» Passage provided

*** Block opens ***

Do New Years Resolutions Make Us Feel Bad About Ourselves?
I know we traditionally say to each other, “Happy New Year”, but today I want to talk a little about how sometimes the beginning of new year can be less than happy… and can launch us into a review of what we ‘should’ have done last year and therefore have already disappointed ourselves. Is anyone feeling me on this one?
Are you feeling down on yourself about how last year panned out? Or about the things you ‘planned to do’ but didn’t get accomplished?
It can be a fairly standard’ practice to do a personal ‘annual review’, especially around the time of the new year as we seemed to be almost programmed everywhere we go to be making resolutions.
It’s human nature (that I’m trying to get us to fight against…) to tend toward remembering things that went wrong versus things that went well, so when reviewing the year perhaps the list you’re left with is of where you feel you didn’t measure up. Working with your negative thoughts and inclinations can be considered a practice of optimism.
What if, instead of the beating ourselves up for where we fell short last year, we focused on what went well and focused on intentions and feelings we’d like, rather than the specifics of goals and objectives? If we imagine that set goal or resolution will bring us a feeling we would like (such as peacefulness, empowerment, healthiness), we can more easily attach ourselves on to the steps it might take to be in that intention. What’s more, it can guide our everyday actions if we can keep aligned with our intentions. For example, if my intention is peacefulness, I might choose to not engage with someone who seems to want to pick an argument with me. If my intention is love, perhaps I will be a bit more patient an supportive toward a friend or family member in need of some support (with clients, too, of course!)
So, intentions guide our goals and objectives.
Also, if you find yourself reflecting on the last year and feeling that you’re coming up short, perhaps it’s a good time to dig in to the question of what may be holding you back from those old resolutions. Was it not specific enough? Not realistic enough? Didn’t offer enough small steps (e.g., lose 50 lbs but not a plan as to how to achieve that in more of a week-by-week, day-by-day action)? Or a million other ways in which we may inadvertently sabotage ourselves.
What about what went well last year? What were you proud of? In what areas did you grow? Where did you branch out and challenge yourself? What were some moments that brought you joy? And, if you had just an awful and difficult year, How about the fact that you made it through?
All this to say, I’m endorsing as professional advice that you don’t have to set new years resolutions this year. You are off the hook! How about setting some intentions, and setting some intentions daily, that will guide you in your thoughts, actions, and goals for personal and professional growth – whatever the areas of priority are?
Remember, (and this may be a familiar Sue-ism to those of you whom are clients): the main thing is to keep the main thing the main thing… and the main thing is your mental health and well-being, your relationships, and your growth as a human being (not a human doing).

*** Block closes ***

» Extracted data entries
*** Block opens ***

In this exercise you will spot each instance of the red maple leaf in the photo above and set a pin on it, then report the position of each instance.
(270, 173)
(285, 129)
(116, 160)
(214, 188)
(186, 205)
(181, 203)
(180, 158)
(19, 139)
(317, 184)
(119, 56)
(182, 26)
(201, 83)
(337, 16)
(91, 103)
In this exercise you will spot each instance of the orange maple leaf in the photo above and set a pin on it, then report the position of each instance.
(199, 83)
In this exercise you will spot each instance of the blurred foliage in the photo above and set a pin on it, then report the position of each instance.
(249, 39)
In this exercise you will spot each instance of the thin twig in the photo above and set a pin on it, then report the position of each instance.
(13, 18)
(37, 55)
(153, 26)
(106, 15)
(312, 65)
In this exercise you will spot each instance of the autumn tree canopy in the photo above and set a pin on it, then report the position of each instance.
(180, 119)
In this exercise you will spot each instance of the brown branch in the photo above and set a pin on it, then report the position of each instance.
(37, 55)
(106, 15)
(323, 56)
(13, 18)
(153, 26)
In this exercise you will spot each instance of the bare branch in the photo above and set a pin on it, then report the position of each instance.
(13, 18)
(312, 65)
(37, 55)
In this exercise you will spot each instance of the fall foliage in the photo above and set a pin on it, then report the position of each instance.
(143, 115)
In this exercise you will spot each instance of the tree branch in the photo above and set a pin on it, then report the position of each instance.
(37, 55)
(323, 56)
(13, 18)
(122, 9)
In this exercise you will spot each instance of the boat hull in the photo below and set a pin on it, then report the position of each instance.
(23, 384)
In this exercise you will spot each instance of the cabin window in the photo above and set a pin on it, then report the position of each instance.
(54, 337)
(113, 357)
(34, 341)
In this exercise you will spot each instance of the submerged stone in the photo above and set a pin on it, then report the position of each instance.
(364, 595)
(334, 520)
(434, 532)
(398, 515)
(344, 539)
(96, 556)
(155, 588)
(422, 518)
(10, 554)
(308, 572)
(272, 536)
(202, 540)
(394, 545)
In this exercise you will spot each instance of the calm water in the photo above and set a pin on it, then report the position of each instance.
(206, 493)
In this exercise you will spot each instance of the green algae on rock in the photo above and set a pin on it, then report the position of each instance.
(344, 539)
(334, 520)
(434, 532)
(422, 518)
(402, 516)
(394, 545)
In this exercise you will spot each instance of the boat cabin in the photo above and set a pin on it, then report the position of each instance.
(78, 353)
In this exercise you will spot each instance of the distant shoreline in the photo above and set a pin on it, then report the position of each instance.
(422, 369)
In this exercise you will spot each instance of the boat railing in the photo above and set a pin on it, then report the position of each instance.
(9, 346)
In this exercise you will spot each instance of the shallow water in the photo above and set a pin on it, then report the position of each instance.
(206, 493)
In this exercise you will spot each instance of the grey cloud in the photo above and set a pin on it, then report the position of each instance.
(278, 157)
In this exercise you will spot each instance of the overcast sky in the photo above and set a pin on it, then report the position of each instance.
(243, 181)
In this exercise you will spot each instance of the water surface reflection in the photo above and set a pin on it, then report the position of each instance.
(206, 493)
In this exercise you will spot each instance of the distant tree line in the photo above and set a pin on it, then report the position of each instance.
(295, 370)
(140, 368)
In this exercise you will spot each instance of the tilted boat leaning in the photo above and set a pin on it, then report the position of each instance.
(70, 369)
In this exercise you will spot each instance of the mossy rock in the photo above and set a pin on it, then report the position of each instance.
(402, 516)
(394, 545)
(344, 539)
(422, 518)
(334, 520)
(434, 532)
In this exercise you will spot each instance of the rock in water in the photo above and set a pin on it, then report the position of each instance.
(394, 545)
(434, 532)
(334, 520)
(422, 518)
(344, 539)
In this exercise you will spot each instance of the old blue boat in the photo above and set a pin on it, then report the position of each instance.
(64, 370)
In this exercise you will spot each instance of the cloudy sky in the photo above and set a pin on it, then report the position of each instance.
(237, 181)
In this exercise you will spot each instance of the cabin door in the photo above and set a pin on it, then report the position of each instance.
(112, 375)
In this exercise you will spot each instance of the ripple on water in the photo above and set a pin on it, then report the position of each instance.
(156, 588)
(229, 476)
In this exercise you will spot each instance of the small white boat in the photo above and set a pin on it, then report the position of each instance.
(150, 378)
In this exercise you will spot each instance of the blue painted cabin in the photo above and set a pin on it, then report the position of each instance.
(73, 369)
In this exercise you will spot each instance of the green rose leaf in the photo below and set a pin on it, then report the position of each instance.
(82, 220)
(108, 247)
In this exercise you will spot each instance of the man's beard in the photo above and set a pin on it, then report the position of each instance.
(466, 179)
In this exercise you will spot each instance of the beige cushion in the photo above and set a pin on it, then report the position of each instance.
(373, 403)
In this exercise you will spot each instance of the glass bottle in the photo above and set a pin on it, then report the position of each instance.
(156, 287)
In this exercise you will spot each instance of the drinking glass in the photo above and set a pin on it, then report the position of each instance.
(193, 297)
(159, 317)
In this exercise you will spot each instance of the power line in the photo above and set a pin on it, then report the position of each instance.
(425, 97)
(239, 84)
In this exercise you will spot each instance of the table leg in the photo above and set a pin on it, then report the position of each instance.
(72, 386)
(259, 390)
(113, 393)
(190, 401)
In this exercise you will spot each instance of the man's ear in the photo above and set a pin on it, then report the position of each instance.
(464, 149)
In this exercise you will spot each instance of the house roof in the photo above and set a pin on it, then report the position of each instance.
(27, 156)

*** Block closes ***

» Task item
Please state what intentions guide, according to the article on New Year's resolutions.

» Answer to this exercise
Goals and objectives.